## Task directions
How many lines in the entries below contain the string "bare"? Reply with the number alone.

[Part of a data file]
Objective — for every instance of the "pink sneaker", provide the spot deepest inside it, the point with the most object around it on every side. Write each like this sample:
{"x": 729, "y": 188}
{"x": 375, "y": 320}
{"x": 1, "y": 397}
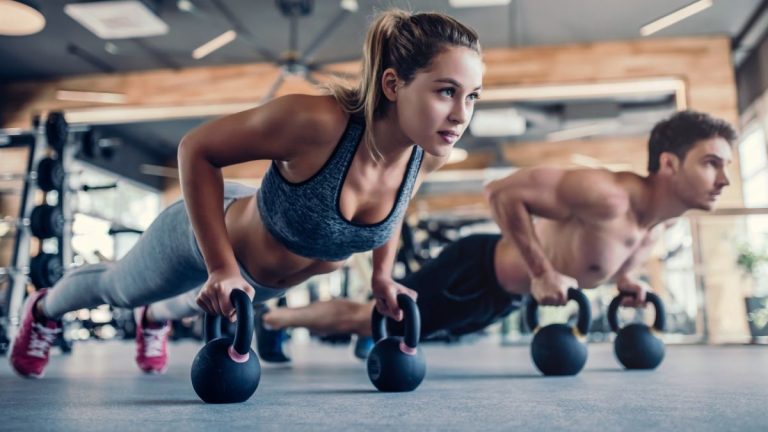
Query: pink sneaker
{"x": 32, "y": 344}
{"x": 151, "y": 344}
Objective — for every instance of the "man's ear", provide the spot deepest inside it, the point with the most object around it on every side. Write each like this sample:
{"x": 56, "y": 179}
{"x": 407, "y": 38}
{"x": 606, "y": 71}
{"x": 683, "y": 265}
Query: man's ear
{"x": 669, "y": 163}
{"x": 390, "y": 83}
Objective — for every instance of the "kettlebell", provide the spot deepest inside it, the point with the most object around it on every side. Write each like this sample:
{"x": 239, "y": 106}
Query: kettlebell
{"x": 227, "y": 371}
{"x": 396, "y": 364}
{"x": 559, "y": 349}
{"x": 637, "y": 346}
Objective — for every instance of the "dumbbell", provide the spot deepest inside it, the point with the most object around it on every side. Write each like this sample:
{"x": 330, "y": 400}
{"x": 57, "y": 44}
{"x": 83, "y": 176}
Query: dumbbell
{"x": 44, "y": 222}
{"x": 559, "y": 349}
{"x": 637, "y": 346}
{"x": 49, "y": 175}
{"x": 45, "y": 270}
{"x": 93, "y": 145}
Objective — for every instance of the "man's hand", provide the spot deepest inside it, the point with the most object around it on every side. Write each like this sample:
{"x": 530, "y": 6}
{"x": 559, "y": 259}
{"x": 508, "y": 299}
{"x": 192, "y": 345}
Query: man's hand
{"x": 551, "y": 288}
{"x": 635, "y": 288}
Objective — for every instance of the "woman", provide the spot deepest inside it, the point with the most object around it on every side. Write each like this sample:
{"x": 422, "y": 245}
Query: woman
{"x": 344, "y": 168}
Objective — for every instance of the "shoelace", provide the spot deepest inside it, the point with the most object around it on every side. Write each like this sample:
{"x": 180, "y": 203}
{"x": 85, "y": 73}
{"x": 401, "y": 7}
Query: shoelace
{"x": 153, "y": 341}
{"x": 41, "y": 339}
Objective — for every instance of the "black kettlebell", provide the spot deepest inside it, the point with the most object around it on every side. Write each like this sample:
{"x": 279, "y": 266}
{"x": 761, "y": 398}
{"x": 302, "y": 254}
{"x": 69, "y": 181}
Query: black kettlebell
{"x": 559, "y": 349}
{"x": 396, "y": 364}
{"x": 227, "y": 371}
{"x": 637, "y": 346}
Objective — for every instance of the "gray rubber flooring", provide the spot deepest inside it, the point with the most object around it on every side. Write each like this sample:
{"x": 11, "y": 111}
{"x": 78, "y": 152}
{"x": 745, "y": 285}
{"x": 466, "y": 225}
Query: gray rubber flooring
{"x": 479, "y": 386}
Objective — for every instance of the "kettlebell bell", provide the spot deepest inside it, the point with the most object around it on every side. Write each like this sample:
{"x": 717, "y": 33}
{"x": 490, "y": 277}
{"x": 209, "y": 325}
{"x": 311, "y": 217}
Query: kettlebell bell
{"x": 559, "y": 349}
{"x": 227, "y": 371}
{"x": 637, "y": 346}
{"x": 396, "y": 364}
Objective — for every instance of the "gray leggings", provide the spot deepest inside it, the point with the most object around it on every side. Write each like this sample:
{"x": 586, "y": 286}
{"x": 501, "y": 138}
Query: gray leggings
{"x": 165, "y": 268}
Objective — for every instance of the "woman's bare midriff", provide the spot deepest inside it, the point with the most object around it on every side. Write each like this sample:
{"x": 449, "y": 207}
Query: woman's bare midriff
{"x": 265, "y": 258}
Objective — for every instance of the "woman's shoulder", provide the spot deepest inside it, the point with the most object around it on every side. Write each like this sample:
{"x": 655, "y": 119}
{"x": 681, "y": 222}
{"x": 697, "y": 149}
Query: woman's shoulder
{"x": 312, "y": 118}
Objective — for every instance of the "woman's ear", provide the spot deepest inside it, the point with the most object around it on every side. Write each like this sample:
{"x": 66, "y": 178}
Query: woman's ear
{"x": 389, "y": 84}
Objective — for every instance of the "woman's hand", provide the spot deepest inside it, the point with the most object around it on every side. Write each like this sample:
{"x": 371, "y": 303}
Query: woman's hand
{"x": 385, "y": 291}
{"x": 214, "y": 296}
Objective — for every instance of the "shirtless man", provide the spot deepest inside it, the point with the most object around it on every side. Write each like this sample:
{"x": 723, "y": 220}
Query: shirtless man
{"x": 592, "y": 226}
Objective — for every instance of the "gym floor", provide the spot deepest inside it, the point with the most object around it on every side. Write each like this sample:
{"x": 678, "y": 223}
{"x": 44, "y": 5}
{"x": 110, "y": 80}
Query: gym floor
{"x": 477, "y": 386}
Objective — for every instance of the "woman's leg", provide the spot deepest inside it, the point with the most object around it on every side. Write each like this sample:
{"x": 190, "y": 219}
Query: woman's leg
{"x": 164, "y": 262}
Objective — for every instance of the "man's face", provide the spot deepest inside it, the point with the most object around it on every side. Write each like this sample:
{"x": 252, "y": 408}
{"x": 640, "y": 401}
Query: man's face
{"x": 702, "y": 174}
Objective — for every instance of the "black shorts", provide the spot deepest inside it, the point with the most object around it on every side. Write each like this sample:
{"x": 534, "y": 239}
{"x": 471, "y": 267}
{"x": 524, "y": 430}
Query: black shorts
{"x": 458, "y": 290}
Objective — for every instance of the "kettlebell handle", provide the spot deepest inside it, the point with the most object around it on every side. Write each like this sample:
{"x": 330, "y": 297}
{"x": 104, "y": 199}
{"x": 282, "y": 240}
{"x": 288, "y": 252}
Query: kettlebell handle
{"x": 244, "y": 329}
{"x": 613, "y": 310}
{"x": 585, "y": 311}
{"x": 411, "y": 322}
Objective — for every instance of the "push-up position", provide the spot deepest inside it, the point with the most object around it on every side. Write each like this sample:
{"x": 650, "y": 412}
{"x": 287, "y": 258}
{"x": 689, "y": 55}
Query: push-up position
{"x": 592, "y": 226}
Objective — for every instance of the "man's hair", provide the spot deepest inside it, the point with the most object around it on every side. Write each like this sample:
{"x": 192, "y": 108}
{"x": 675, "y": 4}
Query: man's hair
{"x": 680, "y": 132}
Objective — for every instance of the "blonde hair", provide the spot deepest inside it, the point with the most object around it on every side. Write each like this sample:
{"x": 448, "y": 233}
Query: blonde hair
{"x": 406, "y": 42}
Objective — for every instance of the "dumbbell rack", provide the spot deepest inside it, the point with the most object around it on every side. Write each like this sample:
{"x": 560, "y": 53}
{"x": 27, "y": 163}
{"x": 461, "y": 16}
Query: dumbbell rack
{"x": 52, "y": 134}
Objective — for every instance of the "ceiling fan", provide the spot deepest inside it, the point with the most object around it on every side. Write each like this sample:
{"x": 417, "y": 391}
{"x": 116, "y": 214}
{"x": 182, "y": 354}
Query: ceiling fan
{"x": 293, "y": 61}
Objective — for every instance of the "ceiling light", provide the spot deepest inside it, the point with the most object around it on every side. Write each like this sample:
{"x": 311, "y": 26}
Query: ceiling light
{"x": 582, "y": 131}
{"x": 349, "y": 5}
{"x": 83, "y": 96}
{"x": 477, "y": 3}
{"x": 214, "y": 44}
{"x": 185, "y": 5}
{"x": 577, "y": 91}
{"x": 674, "y": 17}
{"x": 497, "y": 122}
{"x": 117, "y": 19}
{"x": 20, "y": 18}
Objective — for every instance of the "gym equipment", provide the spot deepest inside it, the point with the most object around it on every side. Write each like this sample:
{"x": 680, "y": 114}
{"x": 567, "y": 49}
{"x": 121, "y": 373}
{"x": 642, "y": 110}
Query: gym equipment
{"x": 559, "y": 349}
{"x": 94, "y": 145}
{"x": 50, "y": 174}
{"x": 637, "y": 346}
{"x": 227, "y": 371}
{"x": 396, "y": 364}
{"x": 46, "y": 221}
{"x": 45, "y": 270}
{"x": 56, "y": 130}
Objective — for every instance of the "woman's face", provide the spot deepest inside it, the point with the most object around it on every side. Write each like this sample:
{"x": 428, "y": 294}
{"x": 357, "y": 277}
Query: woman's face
{"x": 435, "y": 108}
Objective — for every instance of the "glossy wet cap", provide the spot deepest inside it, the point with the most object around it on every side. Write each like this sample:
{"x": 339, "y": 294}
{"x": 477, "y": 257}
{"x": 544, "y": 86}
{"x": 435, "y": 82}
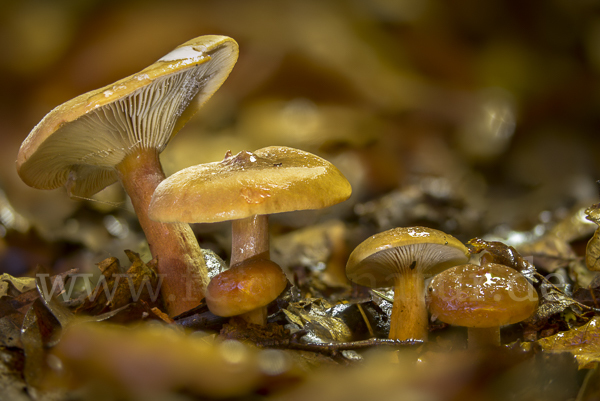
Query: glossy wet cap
{"x": 270, "y": 180}
{"x": 481, "y": 296}
{"x": 249, "y": 285}
{"x": 380, "y": 258}
{"x": 79, "y": 142}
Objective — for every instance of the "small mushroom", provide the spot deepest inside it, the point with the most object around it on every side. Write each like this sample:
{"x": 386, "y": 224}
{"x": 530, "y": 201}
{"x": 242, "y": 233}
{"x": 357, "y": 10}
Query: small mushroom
{"x": 482, "y": 298}
{"x": 246, "y": 290}
{"x": 245, "y": 189}
{"x": 400, "y": 258}
{"x": 117, "y": 132}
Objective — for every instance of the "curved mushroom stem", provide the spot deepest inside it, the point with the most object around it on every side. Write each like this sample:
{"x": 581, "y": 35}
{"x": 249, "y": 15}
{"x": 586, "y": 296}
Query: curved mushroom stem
{"x": 483, "y": 337}
{"x": 180, "y": 260}
{"x": 250, "y": 239}
{"x": 409, "y": 320}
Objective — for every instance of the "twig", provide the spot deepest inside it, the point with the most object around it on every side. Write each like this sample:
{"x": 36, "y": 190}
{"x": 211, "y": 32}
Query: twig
{"x": 546, "y": 281}
{"x": 293, "y": 342}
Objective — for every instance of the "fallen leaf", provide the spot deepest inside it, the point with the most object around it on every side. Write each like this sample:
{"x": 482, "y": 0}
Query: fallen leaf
{"x": 583, "y": 342}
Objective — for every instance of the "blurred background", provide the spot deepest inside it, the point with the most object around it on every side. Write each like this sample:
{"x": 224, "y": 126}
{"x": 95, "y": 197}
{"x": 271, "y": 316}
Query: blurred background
{"x": 473, "y": 117}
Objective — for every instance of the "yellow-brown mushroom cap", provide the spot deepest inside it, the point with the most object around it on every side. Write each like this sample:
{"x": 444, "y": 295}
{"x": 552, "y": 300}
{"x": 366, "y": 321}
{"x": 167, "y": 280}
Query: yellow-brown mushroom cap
{"x": 245, "y": 287}
{"x": 378, "y": 260}
{"x": 83, "y": 139}
{"x": 271, "y": 180}
{"x": 486, "y": 296}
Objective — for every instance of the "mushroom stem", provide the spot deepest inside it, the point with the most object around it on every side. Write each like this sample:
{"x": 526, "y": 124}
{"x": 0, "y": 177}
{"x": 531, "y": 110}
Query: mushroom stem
{"x": 483, "y": 337}
{"x": 180, "y": 260}
{"x": 409, "y": 313}
{"x": 250, "y": 238}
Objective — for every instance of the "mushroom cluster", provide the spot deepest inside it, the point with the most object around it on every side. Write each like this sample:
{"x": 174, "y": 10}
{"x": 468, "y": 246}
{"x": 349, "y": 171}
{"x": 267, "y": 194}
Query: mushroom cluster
{"x": 116, "y": 133}
{"x": 401, "y": 258}
{"x": 245, "y": 189}
{"x": 482, "y": 298}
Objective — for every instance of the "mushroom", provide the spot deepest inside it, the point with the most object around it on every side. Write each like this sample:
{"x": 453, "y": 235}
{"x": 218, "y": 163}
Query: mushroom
{"x": 400, "y": 258}
{"x": 482, "y": 298}
{"x": 117, "y": 132}
{"x": 246, "y": 290}
{"x": 245, "y": 189}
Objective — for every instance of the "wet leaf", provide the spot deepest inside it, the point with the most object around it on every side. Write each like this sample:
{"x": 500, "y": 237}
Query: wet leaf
{"x": 498, "y": 252}
{"x": 149, "y": 361}
{"x": 583, "y": 342}
{"x": 116, "y": 289}
{"x": 315, "y": 316}
{"x": 12, "y": 384}
{"x": 13, "y": 286}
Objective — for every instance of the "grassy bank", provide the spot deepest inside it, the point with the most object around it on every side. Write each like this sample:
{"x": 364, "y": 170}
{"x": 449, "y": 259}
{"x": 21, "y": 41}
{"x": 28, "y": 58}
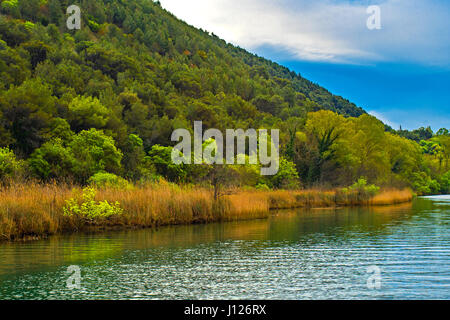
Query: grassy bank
{"x": 35, "y": 210}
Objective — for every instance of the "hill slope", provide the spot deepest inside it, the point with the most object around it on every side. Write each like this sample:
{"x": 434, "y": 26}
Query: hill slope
{"x": 150, "y": 71}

## Complete response
2